* _SUPPLIED TEXT_
────────────────

Debugging Gloo Edge
At times you may need to debug Gloo Edge misconfigurations. Gloo Edge is based on Envoy and often times these misconfigurations are observed as a result of behavior seen at the proxy. This guide will help you debug issues with Gloo Edge and Envoy.
The guide is broken into 3 main sections:
- General debugging tools and tips
- Debugging the data plane
- Debugging the control plane
Pulling the rip cord
This guide is intended to help you understand where to look if things aren’t working as expected. After going through, if all else fails, you can capture the state of Gloo Edge configurations and logs and join us on our Slack (https://slack.solo.io) and one of our engineers will be able to help:
glooctl debug logs -f gloo-logs.log
glooctl debug yaml -f gloo-yamls.yaml
This will dump all of the relevant configuration into to files, gloo-logs.log
and gloo-yamls.yaml
which gives a complete picture of your deployment.
General debugging tools and tips
If you’re experiencing unexpected behavior after installing and configuring Gloo Edge, the first thing to do is verify installation and configuration. The fastest way to do that is to run the glooctl check
command. This command will go through the deployments, pods and Gloo Edge resources to make sure they’re in a healthy/Accepted/OK status. Typically if there is some problem syncing resources, you’d find an issue here.
glooctl check
Output should be similar to:
Checking deployments... OK
Checking pods... OK
Checking upstreams... OK
Checking upstream groups... OK
Checking secrets... OK
Checking virtual services... OK
Checking gateways... OK
Checking proxies... OK
No problems detected.
The VirtualService, Gateway, and Proxy resource
One of the first places to look is the Gloo Edge configurations: VirtualService
, Gateway
, and Proxy
. For example, when you specify routing configurations, you do that in VirtualService
resources. Ultimately, these resources get compiled down into the Proxy
resource which ends up being the source of truth of the configuration for the control plane that is served over xDS to Envoy. Your best bet is to start by checking the Proxy
resource:
kubectl get proxy gateway-proxy -n gloo-system -o yaml
This combines both Gateway
and VirtualService
resources into a single document. Here you can verify whether your VirtualService
or Gateway
configurations were properly picked up. If not, you should check the gateway
and gloo
pods for error logs (see next section).
Upstreams
When using dynamic Upstream discovery (default, out of the box), and making changes to those upstreams (ie, adding TLS), you may end up with misconfigured or Rejected
Upstreams that can cause resources that depend on them to show failures (ie, VirtualServices, RouteTable, etc). To determine whether your Upstreams are in a healthy state, run the following and examine the STATUS
column:
glooctl get upstreams
Debugging the data plane
Gloo Edge is based on Envoy proxy which means there is a lot of generic Envoy debugging knowledge that is applicable to Gloo Edge. When you find unexpected behaviors with your request handling, here are a few areas to look in Envoy that can aid in debugging. Note, we’ve created some convenience tooling in the glooctl
CLI tool which is tremendously helpful here.

────────────────

* _GIVEN INFORMATION_
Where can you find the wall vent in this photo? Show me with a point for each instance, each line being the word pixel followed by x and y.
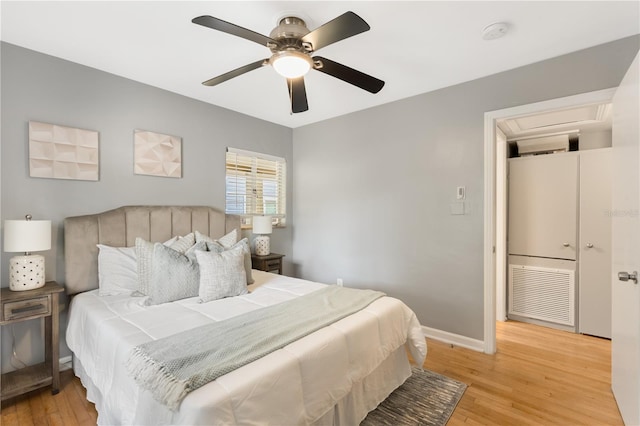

────────────────

* _EXERCISE TASK_
Please name the command that the Gloo Edge debugging guide gives for checking whether Upstreams are healthy, and the column it says to examine. Rely only on the Gloo Edge debugging guide, not the data.

* _FULL RESPONSE_
Run `glooctl get upstreams` and examine the STATUS column.